• [Request]:
Reproduce every one of the rows below word for word, omitting the picture.

# # # # #

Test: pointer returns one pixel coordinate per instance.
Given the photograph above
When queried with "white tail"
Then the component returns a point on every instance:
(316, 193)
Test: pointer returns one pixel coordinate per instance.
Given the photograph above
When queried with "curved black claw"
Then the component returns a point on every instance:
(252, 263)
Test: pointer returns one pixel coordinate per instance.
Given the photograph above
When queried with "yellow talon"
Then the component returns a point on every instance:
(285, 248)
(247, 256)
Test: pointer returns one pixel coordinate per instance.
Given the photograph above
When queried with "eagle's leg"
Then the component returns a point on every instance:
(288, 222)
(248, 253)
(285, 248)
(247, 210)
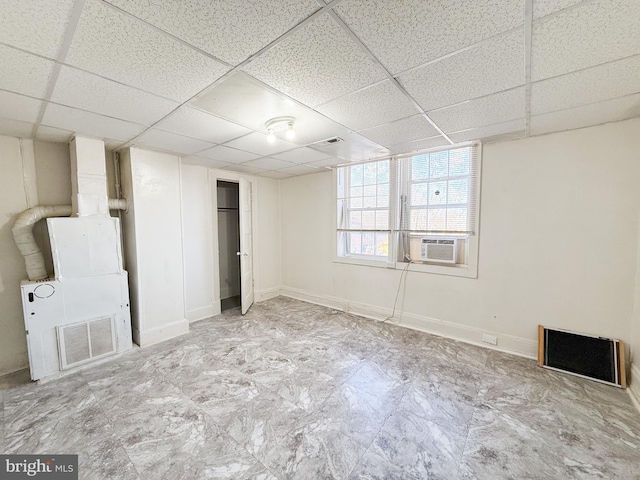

# # # # #

• [Task output]:
Test: pointer returns one pixel coordinate per instance.
Given the photograph above
When queried with "white tail"
Then the component returns a point on every instance:
(316, 193)
Test: pointer returns one pixel coordinate per instance.
Given the photograph above
When queried with "curved black claw"
Then the component returns a point on every instance:
(252, 263)
Test: pointer returns one pixel coordinate per instance.
Given the photograph above
When queried with "yellow talon"
Then the component returns a point on every instance:
(285, 248)
(247, 256)
Test: pointer returns one pixel coordinate per instance.
Given the photograph above
When queried with "eagle's leg"
Then the component returns a point on every instance:
(288, 222)
(248, 253)
(285, 248)
(247, 210)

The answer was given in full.